#### [PAGE EXTRACT]

On the 13/6/97 when I was 18 I wrote “I think 6th form and A-levels squashed me, the system is over powering & does not encourage self expression or discovery. It pretends to but in reality it pushes conformity”

I remember clearly staring at the fence in my first school and fantasising about running away, for some reason it involved climbing over the fence rather than going through the gate, but I suppose it added to the feeling of how impossible it was to escape. I had many things going on in my head as a child so I am sure this feeling of escape was not purely directed at school, but I did continue to feel like this throughout school.

I was very obedient at school and I only ever had one detention, I can’t remember what it was for but I remember being set an essay to write and actually really enjoying the challenge rather than resenting it. It was in middle school and we didn’t have to write essays then so I found it interesting to explore something in depth. I think this reflects that I was interested in learning through out my childhood, I enjoyed pushing myself and finding out knowledge or increasing my skills.

What I hated about school was the system, everything revolved around set agendas that had nothing to do with the learning I was doing in my diaries and my inquiries into who I was developing into as a person. I did manage to use some of my learning to explore the massive influence my families had on me and to explore the issues these brought up. In English I explored the impact my real mum had on me and my sister being born. I explored Schizophrenia which my real parents both suffered from and in Sociology I did a case study on my real mum. These small rays of self led learning were some of the most enjoyable parts of my whole school experience. I felt these taught me not just about the subject or the method of writing but about something that developed me as a person. This is something I felt was missing from education.

#### [REQUEST 1]
Write out the part of the rows that opens with the line containing "the green foliage" and closes with the line containing "[238,239,362,266]", reproducing each line unchanged.

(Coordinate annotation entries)
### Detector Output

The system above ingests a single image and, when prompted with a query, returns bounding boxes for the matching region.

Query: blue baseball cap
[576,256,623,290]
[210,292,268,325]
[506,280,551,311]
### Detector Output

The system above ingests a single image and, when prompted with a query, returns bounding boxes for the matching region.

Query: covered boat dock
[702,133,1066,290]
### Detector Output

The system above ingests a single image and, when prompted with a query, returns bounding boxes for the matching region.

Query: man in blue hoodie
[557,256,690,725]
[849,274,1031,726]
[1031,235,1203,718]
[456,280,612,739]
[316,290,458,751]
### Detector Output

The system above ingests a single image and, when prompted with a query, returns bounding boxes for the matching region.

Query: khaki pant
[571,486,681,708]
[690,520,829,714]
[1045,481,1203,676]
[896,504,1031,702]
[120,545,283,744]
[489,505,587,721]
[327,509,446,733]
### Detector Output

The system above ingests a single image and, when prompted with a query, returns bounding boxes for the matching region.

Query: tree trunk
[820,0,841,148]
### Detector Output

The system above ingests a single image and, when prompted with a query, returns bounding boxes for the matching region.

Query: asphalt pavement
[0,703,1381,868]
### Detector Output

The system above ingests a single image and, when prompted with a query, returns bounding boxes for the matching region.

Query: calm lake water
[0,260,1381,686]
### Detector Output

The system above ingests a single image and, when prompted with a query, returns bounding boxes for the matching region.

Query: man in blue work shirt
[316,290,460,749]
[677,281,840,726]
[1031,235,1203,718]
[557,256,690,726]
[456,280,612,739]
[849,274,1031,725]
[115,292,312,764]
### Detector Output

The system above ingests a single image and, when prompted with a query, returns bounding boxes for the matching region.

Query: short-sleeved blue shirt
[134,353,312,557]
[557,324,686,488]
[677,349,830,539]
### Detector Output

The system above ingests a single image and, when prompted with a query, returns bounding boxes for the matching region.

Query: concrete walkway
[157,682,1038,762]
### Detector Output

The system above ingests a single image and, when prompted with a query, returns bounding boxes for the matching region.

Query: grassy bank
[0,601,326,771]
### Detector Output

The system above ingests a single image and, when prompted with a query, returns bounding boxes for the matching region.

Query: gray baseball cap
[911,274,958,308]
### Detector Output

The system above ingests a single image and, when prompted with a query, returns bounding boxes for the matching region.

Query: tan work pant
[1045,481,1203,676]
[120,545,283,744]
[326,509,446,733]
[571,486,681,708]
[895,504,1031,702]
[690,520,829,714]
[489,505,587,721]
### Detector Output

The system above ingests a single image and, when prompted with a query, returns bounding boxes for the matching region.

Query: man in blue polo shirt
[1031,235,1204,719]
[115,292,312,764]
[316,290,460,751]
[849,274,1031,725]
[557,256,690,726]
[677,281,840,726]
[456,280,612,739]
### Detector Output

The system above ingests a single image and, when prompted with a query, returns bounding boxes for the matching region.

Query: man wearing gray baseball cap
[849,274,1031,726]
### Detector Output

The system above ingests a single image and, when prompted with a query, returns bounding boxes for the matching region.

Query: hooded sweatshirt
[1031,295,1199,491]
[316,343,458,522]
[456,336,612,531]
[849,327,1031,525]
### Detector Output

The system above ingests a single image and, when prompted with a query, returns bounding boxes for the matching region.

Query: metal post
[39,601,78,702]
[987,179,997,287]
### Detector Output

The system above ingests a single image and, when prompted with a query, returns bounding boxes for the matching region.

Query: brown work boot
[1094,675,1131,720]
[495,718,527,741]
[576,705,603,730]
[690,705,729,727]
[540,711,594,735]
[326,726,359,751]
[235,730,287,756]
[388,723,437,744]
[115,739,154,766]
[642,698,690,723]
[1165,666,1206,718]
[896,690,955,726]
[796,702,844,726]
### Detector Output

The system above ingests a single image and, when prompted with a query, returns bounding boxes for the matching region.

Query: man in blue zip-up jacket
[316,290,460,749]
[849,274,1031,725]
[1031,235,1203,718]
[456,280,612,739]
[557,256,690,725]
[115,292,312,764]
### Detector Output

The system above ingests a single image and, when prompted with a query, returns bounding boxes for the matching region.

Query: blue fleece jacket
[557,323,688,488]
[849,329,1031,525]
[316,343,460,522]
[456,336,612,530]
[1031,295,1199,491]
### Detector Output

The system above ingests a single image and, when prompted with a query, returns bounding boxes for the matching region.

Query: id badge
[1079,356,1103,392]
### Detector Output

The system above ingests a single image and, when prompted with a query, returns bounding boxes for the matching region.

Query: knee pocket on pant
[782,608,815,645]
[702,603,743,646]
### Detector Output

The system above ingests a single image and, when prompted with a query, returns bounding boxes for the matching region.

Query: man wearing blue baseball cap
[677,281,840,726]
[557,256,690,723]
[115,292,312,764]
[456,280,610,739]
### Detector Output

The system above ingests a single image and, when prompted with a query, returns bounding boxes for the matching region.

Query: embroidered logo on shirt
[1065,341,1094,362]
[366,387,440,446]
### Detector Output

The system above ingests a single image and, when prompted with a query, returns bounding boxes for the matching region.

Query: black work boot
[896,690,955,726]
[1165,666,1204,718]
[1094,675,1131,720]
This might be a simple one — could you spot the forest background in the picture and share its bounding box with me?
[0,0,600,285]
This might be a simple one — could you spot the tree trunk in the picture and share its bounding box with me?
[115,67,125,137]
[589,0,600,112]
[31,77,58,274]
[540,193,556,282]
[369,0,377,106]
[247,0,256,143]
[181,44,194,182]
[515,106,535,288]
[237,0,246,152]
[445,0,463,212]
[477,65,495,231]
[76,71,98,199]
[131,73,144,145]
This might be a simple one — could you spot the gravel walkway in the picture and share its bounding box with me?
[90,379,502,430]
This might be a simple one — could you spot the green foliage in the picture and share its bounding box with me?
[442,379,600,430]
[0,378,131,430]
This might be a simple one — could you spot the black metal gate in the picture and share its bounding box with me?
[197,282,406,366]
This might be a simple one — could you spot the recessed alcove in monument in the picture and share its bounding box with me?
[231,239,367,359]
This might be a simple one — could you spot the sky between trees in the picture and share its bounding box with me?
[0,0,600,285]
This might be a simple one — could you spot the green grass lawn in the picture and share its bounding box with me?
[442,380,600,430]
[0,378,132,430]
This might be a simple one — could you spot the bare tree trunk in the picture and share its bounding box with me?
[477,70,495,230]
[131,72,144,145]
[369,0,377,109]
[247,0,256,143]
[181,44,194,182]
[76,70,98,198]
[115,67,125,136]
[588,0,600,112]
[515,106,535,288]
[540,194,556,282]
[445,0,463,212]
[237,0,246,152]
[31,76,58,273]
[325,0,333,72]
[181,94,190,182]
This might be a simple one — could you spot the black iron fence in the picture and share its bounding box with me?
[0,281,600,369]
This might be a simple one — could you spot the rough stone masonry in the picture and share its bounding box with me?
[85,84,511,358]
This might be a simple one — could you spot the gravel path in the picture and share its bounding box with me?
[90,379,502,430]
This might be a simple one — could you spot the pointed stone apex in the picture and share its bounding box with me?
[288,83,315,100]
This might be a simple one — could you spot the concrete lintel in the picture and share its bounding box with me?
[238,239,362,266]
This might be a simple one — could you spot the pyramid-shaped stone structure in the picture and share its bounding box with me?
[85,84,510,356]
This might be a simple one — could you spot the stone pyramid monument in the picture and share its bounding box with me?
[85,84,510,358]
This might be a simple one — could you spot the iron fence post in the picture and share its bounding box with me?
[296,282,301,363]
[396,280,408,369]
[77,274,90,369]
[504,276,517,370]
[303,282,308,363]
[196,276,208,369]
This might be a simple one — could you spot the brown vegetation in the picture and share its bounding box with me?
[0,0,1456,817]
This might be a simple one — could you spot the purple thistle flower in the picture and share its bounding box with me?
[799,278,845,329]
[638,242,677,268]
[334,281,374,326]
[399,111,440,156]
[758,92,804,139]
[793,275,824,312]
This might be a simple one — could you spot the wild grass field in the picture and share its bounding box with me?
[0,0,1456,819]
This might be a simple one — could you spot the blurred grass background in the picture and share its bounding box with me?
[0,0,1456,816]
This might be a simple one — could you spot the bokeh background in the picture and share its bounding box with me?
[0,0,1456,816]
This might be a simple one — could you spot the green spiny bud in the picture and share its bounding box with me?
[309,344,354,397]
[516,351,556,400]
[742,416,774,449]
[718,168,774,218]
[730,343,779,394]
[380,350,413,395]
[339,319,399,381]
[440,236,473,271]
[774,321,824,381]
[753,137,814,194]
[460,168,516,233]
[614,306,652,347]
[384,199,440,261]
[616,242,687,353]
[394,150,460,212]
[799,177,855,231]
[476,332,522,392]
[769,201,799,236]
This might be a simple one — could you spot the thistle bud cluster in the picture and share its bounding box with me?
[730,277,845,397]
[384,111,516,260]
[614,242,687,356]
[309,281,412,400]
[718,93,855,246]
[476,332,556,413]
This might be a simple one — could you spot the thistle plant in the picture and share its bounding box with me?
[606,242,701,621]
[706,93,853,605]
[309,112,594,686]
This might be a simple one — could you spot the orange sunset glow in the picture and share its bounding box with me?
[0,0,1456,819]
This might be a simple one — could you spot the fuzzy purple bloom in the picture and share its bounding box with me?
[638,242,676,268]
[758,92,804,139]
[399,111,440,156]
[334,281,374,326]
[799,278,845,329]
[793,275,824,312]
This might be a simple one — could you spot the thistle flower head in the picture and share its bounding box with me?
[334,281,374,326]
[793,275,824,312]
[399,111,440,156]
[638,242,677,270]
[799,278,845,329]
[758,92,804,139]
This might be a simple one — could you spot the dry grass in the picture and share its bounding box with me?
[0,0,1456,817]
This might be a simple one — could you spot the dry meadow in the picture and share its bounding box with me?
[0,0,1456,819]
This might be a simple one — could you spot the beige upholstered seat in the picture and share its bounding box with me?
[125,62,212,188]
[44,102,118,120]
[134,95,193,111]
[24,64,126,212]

#### [REQUEST 2]
Name every school or stage of schooling mentioned in the passage about school.

#### [REPLY 1]
This might be a simple one — could you spot the green foliage in the picture and share its bounding box with me?
[442,379,600,430]
[0,378,131,430]
This might be a simple one — could you spot the black metal gate in the picture and share its bounding box with me?
[197,282,406,366]
This might be a simple one — could you spot the recessed alcove in monument in the picture and share its bounding box with me?
[231,239,367,359]
This might be a simple one — could you spot the sky between trees in the picture and share its bounding box with me?
[0,0,600,285]
This might be a simple one — could you spot the green grass lawn in the picture and share its bounding box with me?
[442,380,600,430]
[0,378,132,430]
This might be a simple one — could you spot the bare tree trunk in the picture and share its bounding box with me?
[477,70,495,230]
[131,72,144,145]
[369,0,377,109]
[247,0,256,143]
[181,44,194,182]
[76,70,98,198]
[115,67,125,136]
[588,0,600,112]
[515,106,535,288]
[540,194,556,282]
[445,0,463,212]
[237,0,246,152]
[31,76,58,273]
[325,0,333,72]
[181,94,190,182]
This might be a simple one — could you spot the black iron fence in the picture and share its bounding box with me?
[0,281,600,369]
This might be a simple one — could you spot the rough stone masonry in the picture and share its bounding box with me?
[85,84,511,358]
This might be a simple one — could you spot the gravel path in the picture and share its bounding box with me?
[90,379,502,430]
This might be a simple one — could you spot the pointed stone apex in the picture and share its bounding box with me?
[288,83,315,100]
This might be a simple one — could you spot the concrete lintel in the picture and share its bounding box with me?
[238,239,362,266]

#### [REPLY 2]
6th form, first school, middle school